→ Work to be completed: Starting with the line that contains "The client would like the new" and going on through the line that contains "[327,206,381,222]", change "black duty belt" to "black utility belt". Write out those lines again with everything else left as it is.

Items from a labeling collection
_____
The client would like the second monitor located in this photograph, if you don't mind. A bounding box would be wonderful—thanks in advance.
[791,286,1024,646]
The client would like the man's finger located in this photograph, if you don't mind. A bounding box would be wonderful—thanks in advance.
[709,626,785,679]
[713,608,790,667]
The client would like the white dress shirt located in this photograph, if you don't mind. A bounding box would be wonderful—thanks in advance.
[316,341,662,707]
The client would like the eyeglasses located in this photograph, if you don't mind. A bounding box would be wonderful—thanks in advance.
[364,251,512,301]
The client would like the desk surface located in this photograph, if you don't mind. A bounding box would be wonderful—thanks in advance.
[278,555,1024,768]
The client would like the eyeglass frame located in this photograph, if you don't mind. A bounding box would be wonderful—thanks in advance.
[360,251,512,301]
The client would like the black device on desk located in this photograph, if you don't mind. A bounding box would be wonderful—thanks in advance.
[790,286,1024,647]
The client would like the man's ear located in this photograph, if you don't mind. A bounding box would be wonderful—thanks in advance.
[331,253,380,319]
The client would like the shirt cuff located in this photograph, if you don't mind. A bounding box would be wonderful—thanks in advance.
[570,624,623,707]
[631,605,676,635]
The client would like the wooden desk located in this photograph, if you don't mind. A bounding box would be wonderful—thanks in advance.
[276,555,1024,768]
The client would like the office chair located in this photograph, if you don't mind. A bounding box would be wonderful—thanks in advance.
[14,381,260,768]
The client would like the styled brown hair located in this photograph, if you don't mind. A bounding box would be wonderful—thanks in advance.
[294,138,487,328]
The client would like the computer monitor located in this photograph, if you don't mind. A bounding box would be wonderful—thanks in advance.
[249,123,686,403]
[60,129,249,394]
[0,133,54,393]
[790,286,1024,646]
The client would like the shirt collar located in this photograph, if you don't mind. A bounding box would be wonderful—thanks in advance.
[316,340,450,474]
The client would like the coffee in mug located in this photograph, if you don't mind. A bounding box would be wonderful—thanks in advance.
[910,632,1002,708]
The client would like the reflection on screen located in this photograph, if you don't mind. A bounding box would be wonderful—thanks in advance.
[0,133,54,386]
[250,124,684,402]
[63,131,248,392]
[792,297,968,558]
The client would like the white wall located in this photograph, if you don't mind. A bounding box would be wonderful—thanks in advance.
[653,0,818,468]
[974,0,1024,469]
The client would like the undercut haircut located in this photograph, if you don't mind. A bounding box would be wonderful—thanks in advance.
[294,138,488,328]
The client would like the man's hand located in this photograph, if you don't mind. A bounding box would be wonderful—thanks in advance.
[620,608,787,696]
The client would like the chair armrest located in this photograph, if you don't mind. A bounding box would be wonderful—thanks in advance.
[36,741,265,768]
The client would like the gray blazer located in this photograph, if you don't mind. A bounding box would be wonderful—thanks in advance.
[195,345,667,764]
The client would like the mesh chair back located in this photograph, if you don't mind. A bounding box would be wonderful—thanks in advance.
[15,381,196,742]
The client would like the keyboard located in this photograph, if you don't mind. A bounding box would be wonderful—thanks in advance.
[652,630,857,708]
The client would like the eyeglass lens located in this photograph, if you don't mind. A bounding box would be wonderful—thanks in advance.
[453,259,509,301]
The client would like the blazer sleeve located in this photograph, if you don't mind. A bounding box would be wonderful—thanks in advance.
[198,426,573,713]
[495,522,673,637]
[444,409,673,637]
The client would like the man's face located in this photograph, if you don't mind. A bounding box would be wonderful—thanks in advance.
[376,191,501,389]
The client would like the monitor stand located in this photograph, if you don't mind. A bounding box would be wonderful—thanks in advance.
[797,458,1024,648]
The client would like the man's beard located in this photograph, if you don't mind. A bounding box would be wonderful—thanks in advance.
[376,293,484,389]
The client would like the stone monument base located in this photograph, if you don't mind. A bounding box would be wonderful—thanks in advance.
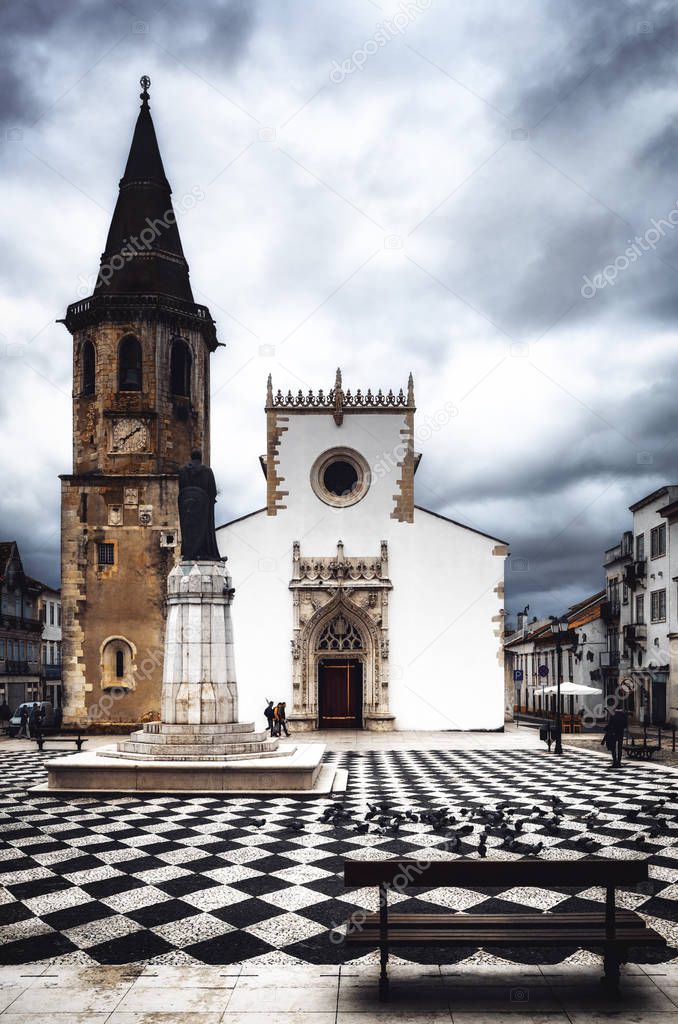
[115,722,285,761]
[39,743,346,797]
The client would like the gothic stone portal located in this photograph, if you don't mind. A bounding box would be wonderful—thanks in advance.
[288,541,393,731]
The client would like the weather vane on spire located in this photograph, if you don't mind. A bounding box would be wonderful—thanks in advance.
[139,75,151,103]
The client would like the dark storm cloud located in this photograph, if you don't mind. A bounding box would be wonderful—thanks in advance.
[0,0,678,614]
[513,0,678,126]
[0,0,257,127]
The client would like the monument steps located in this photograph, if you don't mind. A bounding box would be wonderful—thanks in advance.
[118,740,278,761]
[102,746,296,764]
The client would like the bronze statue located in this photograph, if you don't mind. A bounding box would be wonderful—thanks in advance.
[179,449,223,562]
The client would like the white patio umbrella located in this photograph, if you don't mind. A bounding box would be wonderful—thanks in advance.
[543,680,602,697]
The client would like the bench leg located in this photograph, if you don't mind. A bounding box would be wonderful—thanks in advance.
[379,882,388,1002]
[379,951,388,1002]
[600,949,621,995]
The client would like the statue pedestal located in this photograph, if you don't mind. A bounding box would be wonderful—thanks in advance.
[47,560,337,795]
[161,561,238,725]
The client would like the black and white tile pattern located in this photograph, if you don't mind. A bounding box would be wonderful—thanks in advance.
[0,749,678,964]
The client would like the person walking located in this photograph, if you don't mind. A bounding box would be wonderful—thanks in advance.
[600,708,629,768]
[16,705,31,739]
[29,700,40,736]
[278,700,290,736]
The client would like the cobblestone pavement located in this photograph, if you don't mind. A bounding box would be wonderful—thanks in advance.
[0,744,678,968]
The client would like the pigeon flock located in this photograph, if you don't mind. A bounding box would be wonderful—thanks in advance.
[252,795,678,858]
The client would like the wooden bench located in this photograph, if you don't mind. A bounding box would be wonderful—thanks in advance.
[33,732,87,752]
[624,732,660,761]
[344,857,666,999]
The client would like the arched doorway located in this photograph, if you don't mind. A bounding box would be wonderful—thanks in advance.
[316,610,366,729]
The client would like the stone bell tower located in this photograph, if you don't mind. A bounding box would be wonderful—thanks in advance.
[61,76,218,722]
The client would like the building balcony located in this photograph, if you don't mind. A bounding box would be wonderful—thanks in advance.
[603,531,633,565]
[624,623,647,646]
[0,611,42,633]
[0,660,38,676]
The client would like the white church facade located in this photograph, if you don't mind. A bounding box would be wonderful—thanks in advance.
[217,372,507,731]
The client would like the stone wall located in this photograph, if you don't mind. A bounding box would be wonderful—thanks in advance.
[61,317,215,722]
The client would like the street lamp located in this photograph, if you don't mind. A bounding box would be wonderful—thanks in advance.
[551,618,569,754]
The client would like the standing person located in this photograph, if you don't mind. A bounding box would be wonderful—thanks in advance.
[600,708,629,768]
[16,705,31,739]
[278,700,290,736]
[29,700,40,736]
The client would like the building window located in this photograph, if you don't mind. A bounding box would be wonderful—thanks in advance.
[636,594,645,626]
[100,637,136,690]
[170,338,192,398]
[649,522,667,558]
[317,614,363,650]
[649,590,667,623]
[96,544,116,565]
[119,338,141,391]
[310,449,370,508]
[81,341,96,395]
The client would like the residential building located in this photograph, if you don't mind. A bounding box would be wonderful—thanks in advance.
[504,590,609,724]
[40,586,61,708]
[619,484,678,725]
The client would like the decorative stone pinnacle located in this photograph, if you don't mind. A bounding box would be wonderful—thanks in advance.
[139,75,151,106]
[333,367,344,427]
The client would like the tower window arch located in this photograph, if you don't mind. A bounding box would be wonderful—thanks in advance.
[99,637,136,690]
[170,338,193,398]
[80,339,96,395]
[118,337,141,391]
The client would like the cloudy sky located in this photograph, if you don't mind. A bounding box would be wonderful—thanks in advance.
[0,0,678,614]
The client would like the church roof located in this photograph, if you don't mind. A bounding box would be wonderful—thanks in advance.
[94,77,194,302]
[415,505,509,546]
[59,75,220,352]
[0,541,16,577]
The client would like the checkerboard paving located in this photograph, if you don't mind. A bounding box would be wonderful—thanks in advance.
[0,750,678,965]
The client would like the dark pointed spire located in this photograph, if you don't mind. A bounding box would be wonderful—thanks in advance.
[94,75,194,302]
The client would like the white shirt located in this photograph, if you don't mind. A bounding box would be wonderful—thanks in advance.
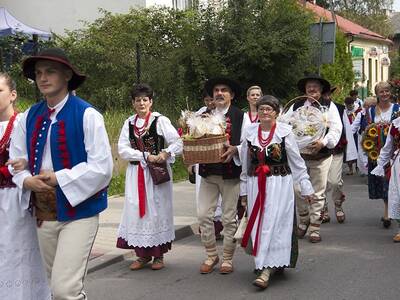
[10,95,113,207]
[213,106,251,166]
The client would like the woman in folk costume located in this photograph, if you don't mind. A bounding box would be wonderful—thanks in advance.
[351,96,377,175]
[245,85,263,123]
[371,114,400,243]
[352,81,399,228]
[240,95,314,289]
[117,84,182,270]
[344,97,362,175]
[0,73,50,300]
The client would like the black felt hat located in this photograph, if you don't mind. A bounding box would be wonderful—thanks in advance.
[22,48,86,91]
[297,74,331,94]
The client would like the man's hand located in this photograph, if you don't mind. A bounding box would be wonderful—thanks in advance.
[309,140,324,154]
[40,170,58,186]
[221,145,238,163]
[6,158,28,173]
[24,174,54,192]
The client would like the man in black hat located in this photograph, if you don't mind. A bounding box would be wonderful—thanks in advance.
[287,74,342,243]
[10,48,112,300]
[198,77,248,274]
[322,87,357,223]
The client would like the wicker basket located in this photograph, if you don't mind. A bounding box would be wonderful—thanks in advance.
[183,135,228,165]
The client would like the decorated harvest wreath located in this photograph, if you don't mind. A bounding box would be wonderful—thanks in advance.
[278,96,328,154]
[362,122,390,160]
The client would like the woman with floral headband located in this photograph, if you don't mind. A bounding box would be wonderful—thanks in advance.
[352,81,399,228]
[240,95,314,289]
[117,84,182,270]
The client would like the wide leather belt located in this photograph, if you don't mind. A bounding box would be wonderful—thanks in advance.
[249,164,292,177]
[32,190,57,221]
[301,150,333,160]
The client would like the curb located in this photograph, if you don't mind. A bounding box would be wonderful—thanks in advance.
[87,224,198,274]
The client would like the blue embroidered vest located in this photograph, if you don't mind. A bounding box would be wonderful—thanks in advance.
[26,95,107,221]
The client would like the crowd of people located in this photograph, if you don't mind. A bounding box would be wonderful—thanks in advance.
[0,48,400,300]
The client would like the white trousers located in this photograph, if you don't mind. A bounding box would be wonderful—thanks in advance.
[38,215,99,300]
[325,153,344,207]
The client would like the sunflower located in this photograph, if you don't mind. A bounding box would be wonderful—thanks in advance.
[368,150,379,160]
[363,139,375,151]
[368,127,378,138]
[383,126,389,136]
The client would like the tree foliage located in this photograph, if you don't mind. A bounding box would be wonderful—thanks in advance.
[57,0,313,116]
[321,32,354,103]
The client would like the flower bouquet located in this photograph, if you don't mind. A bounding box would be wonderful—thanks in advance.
[361,123,390,161]
[178,111,228,165]
[278,96,328,154]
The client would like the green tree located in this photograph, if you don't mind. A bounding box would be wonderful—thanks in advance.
[321,32,354,103]
[57,0,313,113]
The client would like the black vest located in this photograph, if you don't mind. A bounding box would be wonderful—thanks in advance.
[247,138,292,176]
[333,102,347,154]
[129,117,164,158]
[199,105,244,179]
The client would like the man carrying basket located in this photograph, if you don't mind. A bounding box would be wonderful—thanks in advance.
[284,74,342,243]
[198,77,248,274]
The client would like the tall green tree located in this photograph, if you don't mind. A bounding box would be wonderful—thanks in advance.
[321,32,354,103]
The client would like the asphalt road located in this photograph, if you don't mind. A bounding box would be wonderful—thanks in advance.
[85,176,400,300]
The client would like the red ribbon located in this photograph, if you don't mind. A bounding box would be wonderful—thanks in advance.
[242,165,270,256]
[138,163,146,218]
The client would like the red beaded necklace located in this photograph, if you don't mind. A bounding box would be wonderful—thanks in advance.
[0,112,17,153]
[133,112,151,137]
[249,110,258,123]
[258,123,276,148]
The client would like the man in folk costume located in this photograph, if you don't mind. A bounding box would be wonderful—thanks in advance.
[322,87,357,223]
[287,74,342,243]
[198,77,247,274]
[10,48,112,300]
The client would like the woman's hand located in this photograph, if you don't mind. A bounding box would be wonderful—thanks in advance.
[239,195,247,207]
[157,152,170,164]
[6,158,28,173]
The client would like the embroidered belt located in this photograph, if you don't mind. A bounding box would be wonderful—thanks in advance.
[32,190,57,221]
[249,164,292,177]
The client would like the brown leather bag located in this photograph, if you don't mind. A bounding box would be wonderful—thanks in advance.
[32,190,57,221]
[147,162,171,185]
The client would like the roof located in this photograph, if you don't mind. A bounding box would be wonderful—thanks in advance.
[0,7,51,39]
[306,1,393,44]
[390,12,400,34]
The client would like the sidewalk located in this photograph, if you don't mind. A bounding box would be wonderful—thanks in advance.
[88,181,197,273]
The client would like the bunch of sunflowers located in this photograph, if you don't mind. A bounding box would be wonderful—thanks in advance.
[362,123,390,160]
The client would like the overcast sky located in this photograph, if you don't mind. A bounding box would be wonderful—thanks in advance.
[393,0,400,11]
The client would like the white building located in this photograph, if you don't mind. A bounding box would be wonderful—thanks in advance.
[0,0,198,34]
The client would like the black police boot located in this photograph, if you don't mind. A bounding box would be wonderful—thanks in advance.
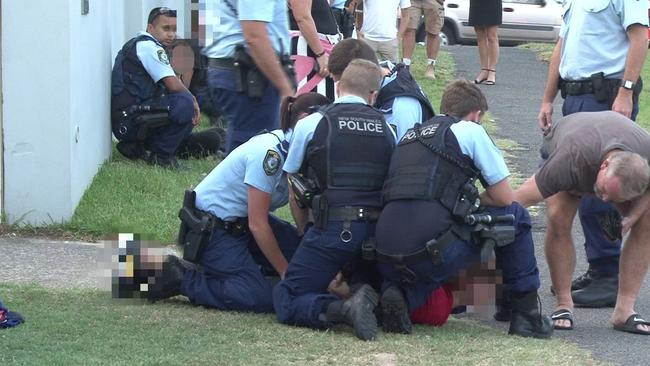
[176,127,222,159]
[494,289,512,322]
[146,255,192,301]
[379,286,412,334]
[551,268,596,296]
[571,274,618,308]
[508,291,553,338]
[115,141,147,160]
[325,285,379,341]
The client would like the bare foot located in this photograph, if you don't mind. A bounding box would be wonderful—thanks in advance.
[474,69,489,84]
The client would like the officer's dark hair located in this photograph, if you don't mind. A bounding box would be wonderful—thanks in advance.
[147,6,176,25]
[327,38,379,77]
[339,59,384,99]
[280,93,330,132]
[440,79,488,118]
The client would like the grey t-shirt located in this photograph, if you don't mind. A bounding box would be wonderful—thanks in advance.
[535,111,650,198]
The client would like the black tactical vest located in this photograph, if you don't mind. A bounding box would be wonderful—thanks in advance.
[375,64,436,121]
[111,35,165,118]
[382,116,480,212]
[301,103,395,205]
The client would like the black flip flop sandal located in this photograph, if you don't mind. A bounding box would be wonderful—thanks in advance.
[551,309,574,330]
[614,314,650,335]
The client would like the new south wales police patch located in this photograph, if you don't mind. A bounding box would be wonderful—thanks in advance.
[262,150,280,175]
[158,50,169,65]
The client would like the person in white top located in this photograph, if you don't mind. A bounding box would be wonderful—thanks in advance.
[346,0,411,63]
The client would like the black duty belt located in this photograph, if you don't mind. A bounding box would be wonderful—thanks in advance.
[211,215,248,236]
[560,79,621,95]
[208,58,236,70]
[372,225,463,266]
[327,206,381,222]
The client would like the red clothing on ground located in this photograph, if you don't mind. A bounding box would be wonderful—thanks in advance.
[411,285,454,327]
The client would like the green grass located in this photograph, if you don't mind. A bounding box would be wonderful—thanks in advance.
[0,284,595,365]
[0,47,596,365]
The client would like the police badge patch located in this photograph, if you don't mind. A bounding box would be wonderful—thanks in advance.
[262,150,281,175]
[158,50,169,65]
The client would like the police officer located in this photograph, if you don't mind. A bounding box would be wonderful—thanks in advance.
[148,93,328,312]
[376,80,553,338]
[111,8,199,167]
[329,39,435,141]
[273,60,394,340]
[538,0,648,312]
[203,0,295,153]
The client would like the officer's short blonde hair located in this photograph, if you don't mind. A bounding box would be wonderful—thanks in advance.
[607,151,650,201]
[339,59,383,99]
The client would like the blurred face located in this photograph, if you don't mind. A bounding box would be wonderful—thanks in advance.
[147,15,176,47]
[594,169,626,203]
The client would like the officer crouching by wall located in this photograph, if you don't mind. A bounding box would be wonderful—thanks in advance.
[273,60,395,340]
[111,7,202,167]
[142,93,328,313]
[375,80,553,338]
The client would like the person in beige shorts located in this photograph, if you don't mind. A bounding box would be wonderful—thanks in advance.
[402,0,445,79]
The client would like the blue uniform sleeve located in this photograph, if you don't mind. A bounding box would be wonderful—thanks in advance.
[283,113,323,174]
[244,149,282,194]
[451,121,510,186]
[237,0,276,23]
[613,0,648,30]
[386,97,422,143]
[136,40,176,83]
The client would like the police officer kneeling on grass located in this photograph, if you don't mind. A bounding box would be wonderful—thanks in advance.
[111,8,200,167]
[364,80,553,338]
[273,60,395,340]
[148,93,328,312]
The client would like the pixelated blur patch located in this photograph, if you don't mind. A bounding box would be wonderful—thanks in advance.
[262,150,280,175]
[98,233,169,299]
[158,49,169,65]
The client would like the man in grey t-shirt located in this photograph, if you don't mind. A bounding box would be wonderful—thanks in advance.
[515,111,650,335]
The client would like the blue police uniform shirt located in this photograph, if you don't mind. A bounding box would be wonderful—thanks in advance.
[135,32,176,83]
[283,95,394,174]
[560,0,648,80]
[450,121,510,186]
[379,61,422,143]
[330,0,345,9]
[194,130,292,221]
[203,0,291,58]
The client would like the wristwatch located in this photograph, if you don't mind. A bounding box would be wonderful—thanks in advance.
[621,80,634,90]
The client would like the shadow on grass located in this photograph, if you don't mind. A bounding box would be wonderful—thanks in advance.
[0,284,594,365]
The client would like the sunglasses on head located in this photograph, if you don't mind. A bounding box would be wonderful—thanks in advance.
[147,6,176,24]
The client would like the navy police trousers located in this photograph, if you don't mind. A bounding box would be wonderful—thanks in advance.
[273,221,375,329]
[181,215,300,313]
[208,68,280,154]
[377,203,539,312]
[562,94,639,274]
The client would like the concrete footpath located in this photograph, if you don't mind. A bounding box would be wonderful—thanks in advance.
[448,46,650,365]
[0,46,650,365]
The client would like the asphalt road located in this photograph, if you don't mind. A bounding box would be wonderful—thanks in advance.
[446,46,650,365]
[0,46,650,365]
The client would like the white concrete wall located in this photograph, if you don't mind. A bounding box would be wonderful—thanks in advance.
[2,0,73,224]
[1,0,190,225]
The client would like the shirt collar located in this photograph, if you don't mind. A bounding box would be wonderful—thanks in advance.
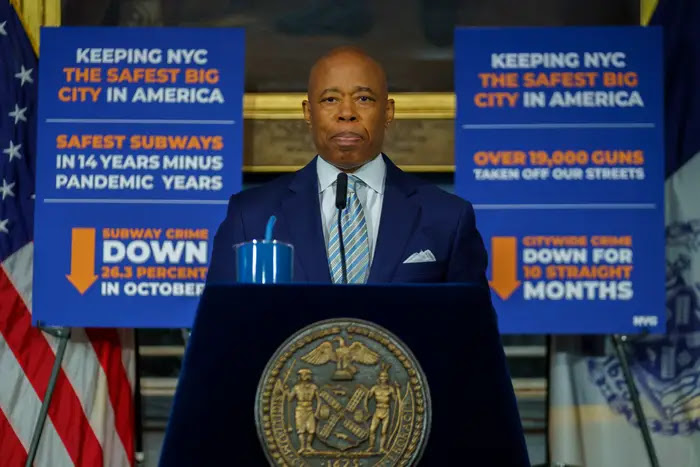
[316,154,386,194]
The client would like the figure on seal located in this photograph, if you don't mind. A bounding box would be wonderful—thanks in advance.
[365,365,401,453]
[284,368,321,454]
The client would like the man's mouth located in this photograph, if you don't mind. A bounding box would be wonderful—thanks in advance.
[332,131,362,146]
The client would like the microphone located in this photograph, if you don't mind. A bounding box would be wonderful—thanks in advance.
[335,172,348,284]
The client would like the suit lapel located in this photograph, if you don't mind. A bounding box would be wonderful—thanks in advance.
[282,158,331,283]
[367,156,420,283]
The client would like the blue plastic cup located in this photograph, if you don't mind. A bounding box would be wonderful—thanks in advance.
[234,240,294,284]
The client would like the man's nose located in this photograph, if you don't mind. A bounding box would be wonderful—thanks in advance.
[338,100,357,122]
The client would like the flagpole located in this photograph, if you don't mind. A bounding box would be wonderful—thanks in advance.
[24,323,71,467]
[612,335,659,467]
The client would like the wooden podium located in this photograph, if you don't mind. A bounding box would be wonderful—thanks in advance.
[160,284,529,467]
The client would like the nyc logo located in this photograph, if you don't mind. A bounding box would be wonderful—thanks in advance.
[588,219,700,435]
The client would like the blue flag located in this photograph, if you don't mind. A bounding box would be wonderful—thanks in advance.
[549,0,700,467]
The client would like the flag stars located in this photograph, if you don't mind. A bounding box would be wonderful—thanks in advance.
[2,140,22,162]
[7,104,27,125]
[0,178,15,201]
[15,65,34,86]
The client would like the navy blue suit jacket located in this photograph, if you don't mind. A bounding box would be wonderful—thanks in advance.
[207,156,488,287]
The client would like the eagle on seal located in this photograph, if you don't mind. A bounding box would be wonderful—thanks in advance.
[301,337,379,381]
_____
→ Answer to this problem:
The client would like the new south wales police patch located in this photograph, if you don't mind. A bounding box would be wonderful—thanks in advance.
[262,150,280,175]
[158,50,169,65]
The client would like the person in white top located in this photograph, if you don't mind. A bounding box would be wonderful—thanks in advance.
[346,0,411,63]
The client would like the black utility belt located in this photograph, if you don't mind. A bounding box would be wonderful—thanks in advance.
[211,215,248,236]
[560,79,621,95]
[208,58,236,70]
[372,225,463,266]
[327,206,381,222]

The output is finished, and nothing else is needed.